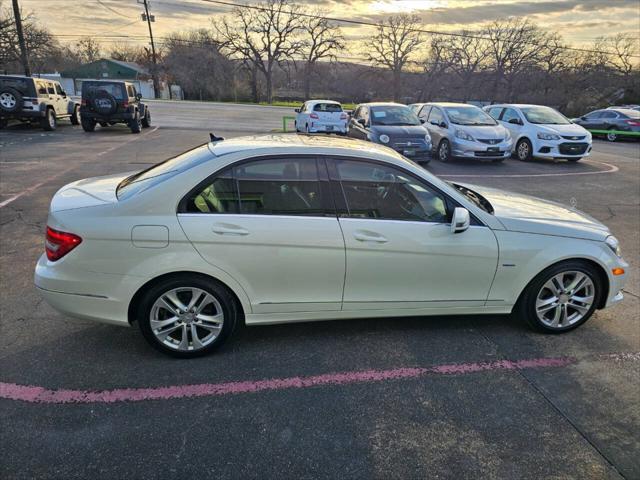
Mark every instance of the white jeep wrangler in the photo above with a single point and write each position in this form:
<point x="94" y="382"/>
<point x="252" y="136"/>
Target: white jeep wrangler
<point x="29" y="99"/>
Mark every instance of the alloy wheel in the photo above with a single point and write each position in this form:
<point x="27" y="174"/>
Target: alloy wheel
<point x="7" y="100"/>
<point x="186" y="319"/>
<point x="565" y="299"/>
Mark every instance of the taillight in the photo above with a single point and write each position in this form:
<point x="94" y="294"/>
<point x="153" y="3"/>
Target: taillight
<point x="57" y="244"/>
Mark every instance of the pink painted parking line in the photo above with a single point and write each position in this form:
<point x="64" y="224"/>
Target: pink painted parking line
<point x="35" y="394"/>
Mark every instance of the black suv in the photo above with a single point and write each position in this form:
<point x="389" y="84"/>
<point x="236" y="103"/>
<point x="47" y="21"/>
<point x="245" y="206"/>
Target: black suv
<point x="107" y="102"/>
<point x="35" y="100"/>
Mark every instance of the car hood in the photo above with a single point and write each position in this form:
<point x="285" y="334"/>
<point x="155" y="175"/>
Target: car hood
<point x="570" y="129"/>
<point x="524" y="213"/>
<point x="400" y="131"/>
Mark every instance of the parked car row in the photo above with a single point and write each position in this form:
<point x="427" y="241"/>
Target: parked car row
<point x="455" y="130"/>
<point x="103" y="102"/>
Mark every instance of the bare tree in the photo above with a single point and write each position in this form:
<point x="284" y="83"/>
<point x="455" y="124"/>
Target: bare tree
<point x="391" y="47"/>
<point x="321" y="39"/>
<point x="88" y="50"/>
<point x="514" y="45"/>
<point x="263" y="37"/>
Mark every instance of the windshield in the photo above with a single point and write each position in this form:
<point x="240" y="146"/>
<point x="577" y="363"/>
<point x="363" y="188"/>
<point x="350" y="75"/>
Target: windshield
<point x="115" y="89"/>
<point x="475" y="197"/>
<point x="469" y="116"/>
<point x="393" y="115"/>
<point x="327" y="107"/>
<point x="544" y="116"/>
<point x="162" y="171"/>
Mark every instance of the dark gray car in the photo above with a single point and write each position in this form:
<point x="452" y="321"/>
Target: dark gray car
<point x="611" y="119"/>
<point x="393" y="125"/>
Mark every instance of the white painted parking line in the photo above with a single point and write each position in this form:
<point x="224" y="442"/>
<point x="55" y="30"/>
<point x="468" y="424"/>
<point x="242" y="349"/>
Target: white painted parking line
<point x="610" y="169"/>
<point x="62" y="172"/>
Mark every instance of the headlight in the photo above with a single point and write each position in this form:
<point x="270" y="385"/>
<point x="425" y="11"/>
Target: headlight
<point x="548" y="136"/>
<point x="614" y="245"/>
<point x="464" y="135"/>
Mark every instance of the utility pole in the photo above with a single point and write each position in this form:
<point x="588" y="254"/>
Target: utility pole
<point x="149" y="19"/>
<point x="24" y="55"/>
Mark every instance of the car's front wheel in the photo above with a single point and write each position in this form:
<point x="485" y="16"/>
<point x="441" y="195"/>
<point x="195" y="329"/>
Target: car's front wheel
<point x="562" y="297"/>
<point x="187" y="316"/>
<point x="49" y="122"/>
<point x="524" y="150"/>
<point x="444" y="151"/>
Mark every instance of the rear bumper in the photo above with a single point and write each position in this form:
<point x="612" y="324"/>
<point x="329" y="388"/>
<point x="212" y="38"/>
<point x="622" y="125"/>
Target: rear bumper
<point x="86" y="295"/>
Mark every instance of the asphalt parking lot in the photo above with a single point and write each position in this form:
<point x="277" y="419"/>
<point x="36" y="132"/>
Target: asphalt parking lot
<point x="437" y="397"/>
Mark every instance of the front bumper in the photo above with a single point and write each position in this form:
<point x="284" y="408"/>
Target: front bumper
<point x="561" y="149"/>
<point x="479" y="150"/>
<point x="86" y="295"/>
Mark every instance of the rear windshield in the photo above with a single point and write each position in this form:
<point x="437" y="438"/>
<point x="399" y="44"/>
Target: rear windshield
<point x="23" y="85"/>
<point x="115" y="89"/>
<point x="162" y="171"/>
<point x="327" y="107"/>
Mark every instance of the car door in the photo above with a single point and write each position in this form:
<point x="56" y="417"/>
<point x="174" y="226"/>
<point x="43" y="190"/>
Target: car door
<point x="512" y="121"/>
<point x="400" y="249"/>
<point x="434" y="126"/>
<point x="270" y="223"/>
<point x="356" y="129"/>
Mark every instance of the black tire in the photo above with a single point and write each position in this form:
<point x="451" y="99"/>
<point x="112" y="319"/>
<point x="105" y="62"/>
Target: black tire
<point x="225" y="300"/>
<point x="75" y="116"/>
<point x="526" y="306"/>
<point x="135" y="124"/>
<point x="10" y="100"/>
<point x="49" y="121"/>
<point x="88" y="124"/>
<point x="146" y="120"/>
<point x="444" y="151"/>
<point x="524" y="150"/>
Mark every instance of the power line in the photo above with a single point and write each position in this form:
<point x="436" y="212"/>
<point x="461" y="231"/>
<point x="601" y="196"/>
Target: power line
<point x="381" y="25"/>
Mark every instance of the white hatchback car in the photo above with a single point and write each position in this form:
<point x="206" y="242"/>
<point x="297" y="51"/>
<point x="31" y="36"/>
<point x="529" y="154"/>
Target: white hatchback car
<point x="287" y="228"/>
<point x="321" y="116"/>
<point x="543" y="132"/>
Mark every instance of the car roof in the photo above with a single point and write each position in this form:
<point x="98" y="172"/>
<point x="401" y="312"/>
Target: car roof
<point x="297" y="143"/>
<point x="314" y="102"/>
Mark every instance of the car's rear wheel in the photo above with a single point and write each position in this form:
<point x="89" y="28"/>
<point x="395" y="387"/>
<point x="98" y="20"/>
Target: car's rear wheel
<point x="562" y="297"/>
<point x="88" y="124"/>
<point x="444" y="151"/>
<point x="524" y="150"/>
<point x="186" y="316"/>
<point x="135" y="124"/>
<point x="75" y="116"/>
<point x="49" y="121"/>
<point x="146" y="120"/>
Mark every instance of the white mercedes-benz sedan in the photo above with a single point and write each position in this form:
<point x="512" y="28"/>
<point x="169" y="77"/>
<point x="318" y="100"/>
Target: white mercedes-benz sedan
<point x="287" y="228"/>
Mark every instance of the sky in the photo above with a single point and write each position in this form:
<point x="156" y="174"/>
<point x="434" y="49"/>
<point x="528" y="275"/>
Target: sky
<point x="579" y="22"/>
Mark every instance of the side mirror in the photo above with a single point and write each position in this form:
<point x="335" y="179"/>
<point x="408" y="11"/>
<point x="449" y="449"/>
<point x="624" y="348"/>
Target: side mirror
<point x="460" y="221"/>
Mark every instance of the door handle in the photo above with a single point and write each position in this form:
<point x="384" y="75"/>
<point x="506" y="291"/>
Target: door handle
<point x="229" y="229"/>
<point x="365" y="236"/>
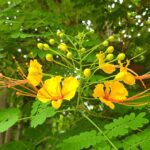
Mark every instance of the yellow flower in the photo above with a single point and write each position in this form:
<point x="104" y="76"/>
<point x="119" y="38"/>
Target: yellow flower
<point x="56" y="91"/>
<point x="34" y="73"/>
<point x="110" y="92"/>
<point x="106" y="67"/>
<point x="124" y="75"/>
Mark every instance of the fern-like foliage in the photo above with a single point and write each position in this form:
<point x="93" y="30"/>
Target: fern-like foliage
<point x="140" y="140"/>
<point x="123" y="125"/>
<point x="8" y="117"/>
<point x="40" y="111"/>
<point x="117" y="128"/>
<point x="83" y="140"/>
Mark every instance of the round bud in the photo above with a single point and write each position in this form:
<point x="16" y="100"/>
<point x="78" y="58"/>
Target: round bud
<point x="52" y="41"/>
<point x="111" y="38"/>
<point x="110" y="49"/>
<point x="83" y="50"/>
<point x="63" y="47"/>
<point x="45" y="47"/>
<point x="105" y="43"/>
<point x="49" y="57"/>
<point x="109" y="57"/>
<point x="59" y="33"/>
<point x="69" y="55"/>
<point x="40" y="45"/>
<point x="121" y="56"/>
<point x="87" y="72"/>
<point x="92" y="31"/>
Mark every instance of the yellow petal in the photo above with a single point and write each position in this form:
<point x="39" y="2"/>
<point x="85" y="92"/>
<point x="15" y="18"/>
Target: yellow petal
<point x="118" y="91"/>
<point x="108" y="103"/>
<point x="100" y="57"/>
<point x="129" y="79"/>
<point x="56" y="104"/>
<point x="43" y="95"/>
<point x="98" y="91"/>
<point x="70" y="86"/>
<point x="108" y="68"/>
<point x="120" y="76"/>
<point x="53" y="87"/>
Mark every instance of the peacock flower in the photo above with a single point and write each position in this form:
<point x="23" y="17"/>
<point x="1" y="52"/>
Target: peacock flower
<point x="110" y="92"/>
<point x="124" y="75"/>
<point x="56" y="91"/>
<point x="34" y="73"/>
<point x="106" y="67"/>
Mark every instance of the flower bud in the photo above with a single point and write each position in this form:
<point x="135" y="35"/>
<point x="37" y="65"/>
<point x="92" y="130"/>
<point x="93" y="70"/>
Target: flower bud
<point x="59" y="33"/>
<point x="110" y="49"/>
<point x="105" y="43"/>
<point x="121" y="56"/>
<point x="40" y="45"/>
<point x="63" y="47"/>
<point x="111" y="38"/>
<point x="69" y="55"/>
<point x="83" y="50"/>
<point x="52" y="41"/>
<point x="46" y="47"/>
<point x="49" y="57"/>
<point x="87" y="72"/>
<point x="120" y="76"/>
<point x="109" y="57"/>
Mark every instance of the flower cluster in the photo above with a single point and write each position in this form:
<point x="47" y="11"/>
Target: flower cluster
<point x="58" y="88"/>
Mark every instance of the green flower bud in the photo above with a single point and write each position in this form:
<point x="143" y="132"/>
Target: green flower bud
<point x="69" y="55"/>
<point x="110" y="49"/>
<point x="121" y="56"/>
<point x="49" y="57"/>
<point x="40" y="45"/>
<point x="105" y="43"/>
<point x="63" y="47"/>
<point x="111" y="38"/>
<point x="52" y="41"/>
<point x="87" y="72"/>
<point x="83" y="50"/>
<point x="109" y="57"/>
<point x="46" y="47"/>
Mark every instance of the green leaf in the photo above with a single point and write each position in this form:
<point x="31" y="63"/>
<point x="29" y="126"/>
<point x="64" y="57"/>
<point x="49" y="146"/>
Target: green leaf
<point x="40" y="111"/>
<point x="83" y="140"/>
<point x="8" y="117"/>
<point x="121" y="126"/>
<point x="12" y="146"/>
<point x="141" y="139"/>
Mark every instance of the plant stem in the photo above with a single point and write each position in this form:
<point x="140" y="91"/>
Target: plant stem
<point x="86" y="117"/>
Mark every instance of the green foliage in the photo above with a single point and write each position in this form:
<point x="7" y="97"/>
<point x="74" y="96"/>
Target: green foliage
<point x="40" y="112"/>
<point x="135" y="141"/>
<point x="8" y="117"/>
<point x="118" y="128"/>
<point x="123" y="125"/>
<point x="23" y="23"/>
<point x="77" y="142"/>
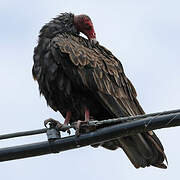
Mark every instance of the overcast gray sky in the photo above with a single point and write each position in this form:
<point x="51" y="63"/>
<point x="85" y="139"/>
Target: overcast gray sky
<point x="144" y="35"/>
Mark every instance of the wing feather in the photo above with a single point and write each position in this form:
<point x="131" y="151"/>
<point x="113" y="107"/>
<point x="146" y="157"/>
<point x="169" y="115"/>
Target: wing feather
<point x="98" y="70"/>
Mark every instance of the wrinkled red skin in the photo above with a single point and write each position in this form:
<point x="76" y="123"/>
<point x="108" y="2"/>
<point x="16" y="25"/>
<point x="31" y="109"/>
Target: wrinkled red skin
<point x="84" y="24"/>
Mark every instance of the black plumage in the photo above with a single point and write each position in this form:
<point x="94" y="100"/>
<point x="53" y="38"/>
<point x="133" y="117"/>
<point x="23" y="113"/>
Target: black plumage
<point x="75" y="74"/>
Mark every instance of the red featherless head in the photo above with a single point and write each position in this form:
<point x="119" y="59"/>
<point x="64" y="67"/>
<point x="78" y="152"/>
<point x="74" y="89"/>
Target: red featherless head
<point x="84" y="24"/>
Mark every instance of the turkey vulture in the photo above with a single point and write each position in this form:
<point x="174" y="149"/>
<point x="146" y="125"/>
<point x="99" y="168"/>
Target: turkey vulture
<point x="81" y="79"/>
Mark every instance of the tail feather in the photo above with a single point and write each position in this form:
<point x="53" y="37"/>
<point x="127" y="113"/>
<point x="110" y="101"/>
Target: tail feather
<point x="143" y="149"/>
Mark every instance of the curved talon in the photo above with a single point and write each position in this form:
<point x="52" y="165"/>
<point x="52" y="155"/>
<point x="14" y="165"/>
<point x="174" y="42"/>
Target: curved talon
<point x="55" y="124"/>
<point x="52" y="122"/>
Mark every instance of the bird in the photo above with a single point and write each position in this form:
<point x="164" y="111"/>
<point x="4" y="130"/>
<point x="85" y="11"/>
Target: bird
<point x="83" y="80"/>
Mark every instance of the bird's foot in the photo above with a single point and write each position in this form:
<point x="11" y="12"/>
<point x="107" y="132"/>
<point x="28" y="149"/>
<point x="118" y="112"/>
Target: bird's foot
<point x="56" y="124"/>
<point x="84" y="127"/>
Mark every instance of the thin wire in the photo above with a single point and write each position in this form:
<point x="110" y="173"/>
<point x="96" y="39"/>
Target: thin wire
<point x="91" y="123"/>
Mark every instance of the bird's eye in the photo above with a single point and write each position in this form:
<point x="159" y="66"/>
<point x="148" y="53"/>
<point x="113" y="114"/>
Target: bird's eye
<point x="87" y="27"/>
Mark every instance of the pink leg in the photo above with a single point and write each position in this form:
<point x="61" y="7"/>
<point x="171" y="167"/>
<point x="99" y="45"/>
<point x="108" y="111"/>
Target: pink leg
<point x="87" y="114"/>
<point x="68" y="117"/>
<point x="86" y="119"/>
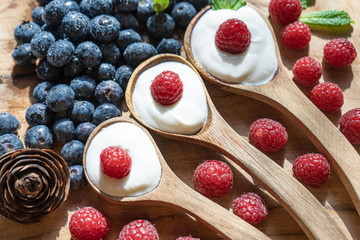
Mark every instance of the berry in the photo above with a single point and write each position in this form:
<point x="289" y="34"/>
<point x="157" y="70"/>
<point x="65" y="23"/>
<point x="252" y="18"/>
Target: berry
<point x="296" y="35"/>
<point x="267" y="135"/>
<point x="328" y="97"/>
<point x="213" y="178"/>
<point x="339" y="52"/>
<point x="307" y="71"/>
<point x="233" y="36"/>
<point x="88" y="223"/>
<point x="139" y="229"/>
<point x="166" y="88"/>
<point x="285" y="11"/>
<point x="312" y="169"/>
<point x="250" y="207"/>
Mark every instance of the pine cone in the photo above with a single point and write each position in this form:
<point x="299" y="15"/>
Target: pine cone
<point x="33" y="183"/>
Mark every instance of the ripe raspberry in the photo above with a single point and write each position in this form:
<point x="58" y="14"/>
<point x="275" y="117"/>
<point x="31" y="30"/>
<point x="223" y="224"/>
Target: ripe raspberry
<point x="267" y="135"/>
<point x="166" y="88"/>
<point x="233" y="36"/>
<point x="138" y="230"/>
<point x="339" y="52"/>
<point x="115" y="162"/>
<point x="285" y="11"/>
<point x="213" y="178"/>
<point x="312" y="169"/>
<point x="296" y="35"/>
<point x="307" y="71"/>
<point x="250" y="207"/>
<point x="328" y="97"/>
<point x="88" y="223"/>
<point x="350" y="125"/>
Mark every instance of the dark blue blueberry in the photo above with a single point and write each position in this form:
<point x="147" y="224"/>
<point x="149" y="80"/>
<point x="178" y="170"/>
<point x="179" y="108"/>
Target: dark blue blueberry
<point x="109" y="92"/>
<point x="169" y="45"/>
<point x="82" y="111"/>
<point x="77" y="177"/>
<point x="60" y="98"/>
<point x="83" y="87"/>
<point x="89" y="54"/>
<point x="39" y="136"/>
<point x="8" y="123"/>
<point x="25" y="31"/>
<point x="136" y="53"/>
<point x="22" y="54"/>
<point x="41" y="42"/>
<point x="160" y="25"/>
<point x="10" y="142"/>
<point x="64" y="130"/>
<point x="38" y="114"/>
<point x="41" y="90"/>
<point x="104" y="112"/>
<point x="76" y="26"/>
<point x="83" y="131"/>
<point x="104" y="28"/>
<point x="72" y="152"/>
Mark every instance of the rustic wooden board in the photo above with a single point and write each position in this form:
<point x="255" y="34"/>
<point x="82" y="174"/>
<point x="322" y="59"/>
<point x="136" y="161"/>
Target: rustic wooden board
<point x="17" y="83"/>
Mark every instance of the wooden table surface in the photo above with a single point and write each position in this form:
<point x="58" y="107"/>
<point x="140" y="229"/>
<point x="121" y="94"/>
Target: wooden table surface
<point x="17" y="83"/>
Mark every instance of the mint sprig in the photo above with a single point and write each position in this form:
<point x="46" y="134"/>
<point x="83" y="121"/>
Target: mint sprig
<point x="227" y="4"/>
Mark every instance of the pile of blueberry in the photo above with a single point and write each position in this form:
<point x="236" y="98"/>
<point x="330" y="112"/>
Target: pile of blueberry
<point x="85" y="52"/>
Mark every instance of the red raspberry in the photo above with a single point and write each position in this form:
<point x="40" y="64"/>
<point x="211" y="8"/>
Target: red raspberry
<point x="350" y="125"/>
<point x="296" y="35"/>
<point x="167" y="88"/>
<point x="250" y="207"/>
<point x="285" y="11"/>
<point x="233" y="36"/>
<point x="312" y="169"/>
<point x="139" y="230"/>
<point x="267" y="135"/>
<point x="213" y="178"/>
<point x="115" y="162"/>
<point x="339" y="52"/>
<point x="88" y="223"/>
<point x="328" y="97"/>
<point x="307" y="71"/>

» **What is needed**: Exactly as written, please give again the lines from the beginning of the listing through the line containing "Mark every instance of the alloy", inclusive, without any pictures.

» **Task solution**:
Mark every instance of the white jeep wrangler in the photo above with a single point and write each position in this form:
<point x="94" y="382"/>
<point x="252" y="136"/>
Target: white jeep wrangler
<point x="29" y="99"/>
Mark every instance of the alloy wheel in the photo above with a single point and write each position in this form:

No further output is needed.